### READING TEXT

= 2010 in Scottish television =

This is a list of events in Scottish television from 2010.

==Events==
===March===
- 25 March – STV loses the contract to provide Scottish news coverage on its own television channel to Scottish News Consortium, a group involving the parent company of the Press and Journal.
- 30 March – Dates are announced for the end of analogue television in Scotland, with a gradual switch-off process set to be completed by mid-June 2011.

===April===
- 22 April – Launch of The Nightshift on STV Central. The overnight service launches on STV North on 13 July.
- 25 April – Leaders of Scotland's four main political parties take part in a televised debate on Sky News ahead of the upcoming general election.

===May===
- 5 May – Digital switchover begins in Scotland when the Bressay Hill transmitter and its relays have their analogue BBC Two signal switched off. Two weeks later the other analogue channels are switched off. The nearby Keelylang Hill transmitter also goes through switchover during May.
- 6–7 May – Coverage of the 2010 general election is shown on all major television networks and once again, BBC Parliament broadcasts BBC Scotland's results programme to the whole of the UK.

### EXERCISES TO COMPLETE
[a] According to the list of 2010 events in Scottish television, which transmitter began Scotland's digital switchover on 5 May?
[b] Reproduce the list of 2010 events in Scottish television from "- 25 April –" to "switchover during May.", switching "televised debate" to "broadcast debate".

### ENTRIES PROVIDED
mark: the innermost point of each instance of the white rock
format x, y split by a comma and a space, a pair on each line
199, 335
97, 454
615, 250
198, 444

### TASK ANSWERS
[a] The Bressay Hill transmitter.

[b]
- 25 April – Leaders of Scotland's four main political parties take part in a broadcast debate on Sky News ahead of the upcoming general election.

===May===
- 5 May – Digital switchover begins in Scotland when the Bressay Hill transmitter and its relays have their analogue BBC Two signal switched off. Two weeks later the other analogue channels are switched off. The nearby Keelylang Hill transmitter also goes through switchover during May.